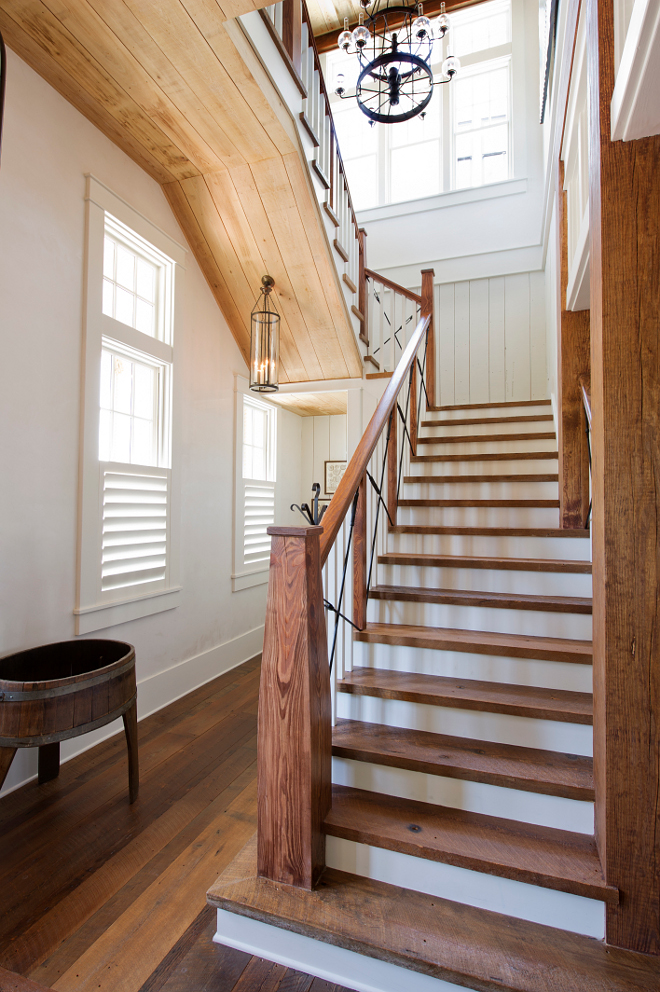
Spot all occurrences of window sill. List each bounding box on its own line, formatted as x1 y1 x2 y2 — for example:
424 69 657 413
74 587 182 635
232 569 269 592
356 178 528 224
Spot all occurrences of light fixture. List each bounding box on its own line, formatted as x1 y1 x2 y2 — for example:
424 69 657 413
335 1 459 124
249 275 280 392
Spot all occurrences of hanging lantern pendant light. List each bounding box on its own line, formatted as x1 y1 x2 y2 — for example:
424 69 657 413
249 275 280 392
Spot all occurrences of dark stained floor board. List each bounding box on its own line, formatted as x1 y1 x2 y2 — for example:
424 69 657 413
404 473 560 483
398 499 560 507
209 836 660 992
422 415 555 427
392 525 588 537
332 719 595 800
0 968 53 992
412 451 559 462
378 552 592 573
354 622 593 663
369 584 592 613
325 785 615 902
428 399 552 412
339 667 593 723
416 432 556 445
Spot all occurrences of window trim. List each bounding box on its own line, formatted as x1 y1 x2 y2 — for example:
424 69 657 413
76 175 186 635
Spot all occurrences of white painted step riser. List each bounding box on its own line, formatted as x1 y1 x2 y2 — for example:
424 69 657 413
389 533 591 560
335 693 593 756
402 480 559 500
417 438 557 457
410 458 559 476
377 563 592 598
351 641 592 693
331 756 594 834
325 837 604 939
397 507 560 528
420 421 554 438
366 599 592 640
429 403 552 422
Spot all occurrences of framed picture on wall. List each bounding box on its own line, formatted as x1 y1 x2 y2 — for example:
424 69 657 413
325 460 347 495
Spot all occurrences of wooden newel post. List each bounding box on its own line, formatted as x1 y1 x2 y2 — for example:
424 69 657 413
421 268 435 409
257 525 331 890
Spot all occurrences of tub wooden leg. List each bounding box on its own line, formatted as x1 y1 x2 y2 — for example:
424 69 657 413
123 699 139 804
0 747 17 790
38 742 60 784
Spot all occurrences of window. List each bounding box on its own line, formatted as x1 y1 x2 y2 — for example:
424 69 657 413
326 0 512 209
233 383 277 591
76 176 185 634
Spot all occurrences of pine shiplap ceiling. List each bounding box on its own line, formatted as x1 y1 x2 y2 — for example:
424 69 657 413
0 0 362 382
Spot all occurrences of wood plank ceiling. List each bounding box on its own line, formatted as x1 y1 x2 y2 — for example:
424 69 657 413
0 0 363 382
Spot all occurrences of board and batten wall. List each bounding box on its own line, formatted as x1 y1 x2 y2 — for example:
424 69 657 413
300 415 348 505
411 272 548 407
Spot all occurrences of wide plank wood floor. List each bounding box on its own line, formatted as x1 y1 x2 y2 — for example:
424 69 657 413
0 656 350 992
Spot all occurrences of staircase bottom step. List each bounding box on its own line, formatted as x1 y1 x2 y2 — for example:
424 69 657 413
208 835 660 992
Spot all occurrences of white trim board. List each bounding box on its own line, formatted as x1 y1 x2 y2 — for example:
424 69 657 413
611 0 660 141
0 625 264 798
214 909 479 992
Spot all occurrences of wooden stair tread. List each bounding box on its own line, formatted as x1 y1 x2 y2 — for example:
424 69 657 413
417 432 556 445
392 525 589 537
378 552 592 573
209 837 660 992
369 584 592 613
413 451 559 462
422 414 555 427
325 786 614 902
354 623 592 663
332 719 595 800
428 398 552 412
404 472 559 483
398 498 560 507
339 665 593 722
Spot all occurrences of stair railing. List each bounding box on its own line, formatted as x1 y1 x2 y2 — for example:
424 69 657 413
579 373 592 528
257 306 432 891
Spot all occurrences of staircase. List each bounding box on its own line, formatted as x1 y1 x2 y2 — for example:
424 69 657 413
209 398 660 990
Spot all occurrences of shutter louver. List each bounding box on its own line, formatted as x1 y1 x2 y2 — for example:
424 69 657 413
243 482 275 565
101 469 169 592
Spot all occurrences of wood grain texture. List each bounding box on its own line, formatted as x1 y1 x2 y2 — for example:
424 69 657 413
421 269 435 409
391 526 588 537
352 477 367 631
368 584 592 614
386 406 397 525
332 720 595 800
325 785 615 902
258 528 331 889
412 451 559 463
338 667 593 723
429 399 552 412
586 0 660 954
423 415 555 428
209 836 660 992
416 432 556 445
378 553 592 574
398 498 560 507
403 473 559 483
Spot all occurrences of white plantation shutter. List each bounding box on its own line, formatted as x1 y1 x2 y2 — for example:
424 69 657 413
243 482 275 566
101 467 170 593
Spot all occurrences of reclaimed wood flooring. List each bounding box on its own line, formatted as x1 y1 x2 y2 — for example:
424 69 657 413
0 656 350 992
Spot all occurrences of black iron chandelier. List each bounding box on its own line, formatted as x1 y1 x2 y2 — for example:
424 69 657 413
335 1 459 124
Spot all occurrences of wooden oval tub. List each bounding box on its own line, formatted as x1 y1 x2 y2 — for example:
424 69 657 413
0 639 138 802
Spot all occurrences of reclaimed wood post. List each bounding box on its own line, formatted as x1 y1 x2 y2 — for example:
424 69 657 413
421 268 435 409
352 475 367 629
358 228 368 345
410 360 418 456
387 407 398 525
257 525 331 890
282 0 302 76
557 164 590 529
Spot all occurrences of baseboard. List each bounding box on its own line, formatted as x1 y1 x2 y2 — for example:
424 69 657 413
0 625 264 797
213 909 476 992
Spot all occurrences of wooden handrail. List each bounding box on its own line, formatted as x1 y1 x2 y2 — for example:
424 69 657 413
364 268 423 305
579 373 592 429
319 314 431 564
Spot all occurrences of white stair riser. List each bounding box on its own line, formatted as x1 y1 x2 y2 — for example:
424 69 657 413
417 438 557 456
325 837 605 939
366 599 592 640
389 533 591 560
430 404 552 422
410 458 559 476
396 507 560 528
331 756 594 834
377 563 592 598
336 693 593 755
351 641 592 693
402 480 559 500
420 421 554 438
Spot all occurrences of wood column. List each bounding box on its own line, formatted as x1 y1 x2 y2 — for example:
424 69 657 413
587 0 660 954
410 361 418 456
352 475 367 629
358 228 368 345
257 526 331 890
387 407 398 525
557 165 590 528
282 0 302 76
421 269 435 409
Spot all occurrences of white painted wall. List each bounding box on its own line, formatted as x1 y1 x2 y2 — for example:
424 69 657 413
300 415 348 503
0 50 267 795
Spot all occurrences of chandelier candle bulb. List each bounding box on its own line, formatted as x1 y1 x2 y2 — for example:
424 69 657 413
338 16 352 51
436 1 450 39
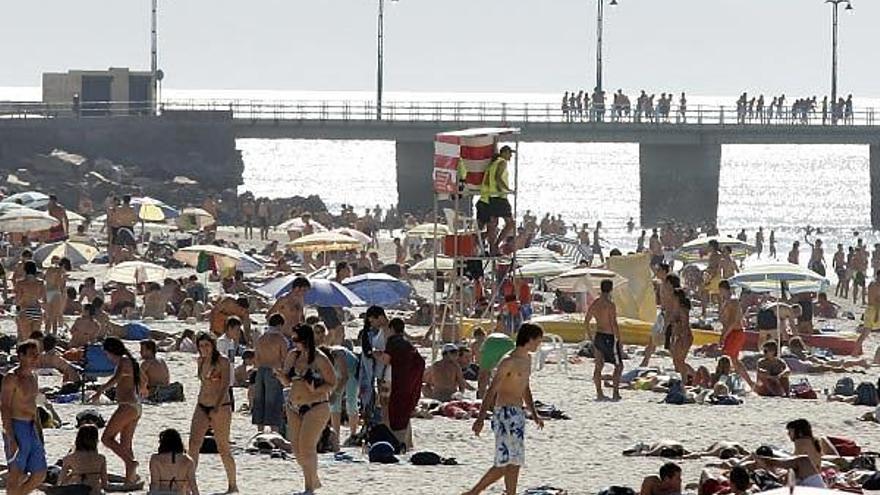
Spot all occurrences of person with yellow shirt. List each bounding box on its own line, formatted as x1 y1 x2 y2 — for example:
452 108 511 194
476 145 515 256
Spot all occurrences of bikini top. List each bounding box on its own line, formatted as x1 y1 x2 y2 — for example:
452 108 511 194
287 355 324 387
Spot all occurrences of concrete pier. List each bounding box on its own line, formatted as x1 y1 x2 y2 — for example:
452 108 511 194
872 145 880 230
639 143 722 227
395 141 435 213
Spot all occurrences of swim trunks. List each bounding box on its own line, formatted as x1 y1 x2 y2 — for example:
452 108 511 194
488 197 512 219
855 271 866 286
492 406 525 467
721 328 746 358
3 419 47 474
479 334 515 372
593 332 622 365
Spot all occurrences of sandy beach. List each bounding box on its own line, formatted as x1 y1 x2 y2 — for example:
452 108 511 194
3 226 874 495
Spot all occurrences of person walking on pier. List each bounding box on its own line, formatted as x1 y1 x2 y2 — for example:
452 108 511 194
679 92 687 123
561 91 569 121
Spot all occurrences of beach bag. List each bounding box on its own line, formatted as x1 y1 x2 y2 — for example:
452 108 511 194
410 451 442 465
834 377 855 396
368 441 399 464
317 425 339 454
598 487 635 495
855 382 880 406
827 436 861 456
791 378 817 399
367 423 403 454
149 382 185 403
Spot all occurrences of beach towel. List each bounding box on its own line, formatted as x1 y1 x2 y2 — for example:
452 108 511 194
385 334 425 431
827 436 861 456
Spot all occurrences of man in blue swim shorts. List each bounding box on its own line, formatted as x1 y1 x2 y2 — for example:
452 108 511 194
1 340 47 495
464 323 545 495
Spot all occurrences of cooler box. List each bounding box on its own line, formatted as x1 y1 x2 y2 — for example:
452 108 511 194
443 233 478 257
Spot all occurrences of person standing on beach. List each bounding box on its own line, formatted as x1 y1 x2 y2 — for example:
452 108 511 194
755 227 764 258
649 229 663 267
14 261 46 341
47 194 69 242
852 241 868 305
1 340 46 495
44 257 70 335
189 332 237 493
769 230 777 258
257 198 271 241
463 323 544 495
266 276 310 336
670 289 694 379
592 221 605 263
833 244 847 298
377 318 425 449
585 280 623 401
252 313 288 433
241 194 256 240
718 280 755 389
88 337 141 485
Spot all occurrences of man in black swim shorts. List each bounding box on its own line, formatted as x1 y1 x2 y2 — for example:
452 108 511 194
584 279 623 401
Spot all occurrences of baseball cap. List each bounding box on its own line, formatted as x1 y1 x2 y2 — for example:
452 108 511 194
499 145 515 154
442 343 459 355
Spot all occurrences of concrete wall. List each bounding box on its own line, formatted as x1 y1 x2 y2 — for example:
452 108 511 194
872 145 880 230
395 141 435 214
639 143 722 227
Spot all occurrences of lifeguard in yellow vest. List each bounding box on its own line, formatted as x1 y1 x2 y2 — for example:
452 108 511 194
476 145 514 256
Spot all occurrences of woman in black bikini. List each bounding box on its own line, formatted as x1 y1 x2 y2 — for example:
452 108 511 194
188 332 237 493
275 324 336 494
150 428 199 495
59 424 108 495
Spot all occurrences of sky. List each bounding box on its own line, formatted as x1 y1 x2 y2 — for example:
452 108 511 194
1 0 878 97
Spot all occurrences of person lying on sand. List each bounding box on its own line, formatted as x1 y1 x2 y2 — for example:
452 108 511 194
783 337 870 373
624 440 690 458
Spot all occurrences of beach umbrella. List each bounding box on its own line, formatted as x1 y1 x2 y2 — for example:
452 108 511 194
1 191 50 209
277 216 328 233
287 232 363 253
546 267 628 293
515 246 565 264
303 279 366 307
409 255 455 274
33 241 99 268
175 207 216 230
674 236 755 263
406 223 450 239
66 210 86 226
0 207 59 233
131 196 179 222
332 227 372 245
106 261 168 284
256 274 303 299
342 273 413 307
174 244 264 273
515 261 573 278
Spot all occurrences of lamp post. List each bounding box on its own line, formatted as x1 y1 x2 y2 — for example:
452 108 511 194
595 0 618 95
827 0 853 124
151 0 158 115
376 0 398 120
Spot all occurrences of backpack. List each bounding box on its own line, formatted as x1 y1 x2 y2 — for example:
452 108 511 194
597 487 636 495
368 441 399 464
854 381 880 407
834 377 855 396
791 378 818 400
410 451 442 466
367 423 404 454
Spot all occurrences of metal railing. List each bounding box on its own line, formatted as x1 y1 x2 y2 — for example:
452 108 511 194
1 99 877 127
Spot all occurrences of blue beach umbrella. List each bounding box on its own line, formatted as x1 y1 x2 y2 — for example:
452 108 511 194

Work order
In the listing above, find the line with "Spot all occurrences of wooden handrail." and the line with "Spot all occurrences of white stair", then print exactly those lines and every line between them.

Result below
Spot all occurrences of wooden handrail. List each bounding box on its own line, formatted as x1 y1 x2 y2 — for example:
424 69 657 413
364 268 423 305
579 373 592 429
319 314 431 564
Spot all occurrences of white stair riser. List each bounding box on its own line, formatted as x1 y1 x2 y2 — for example:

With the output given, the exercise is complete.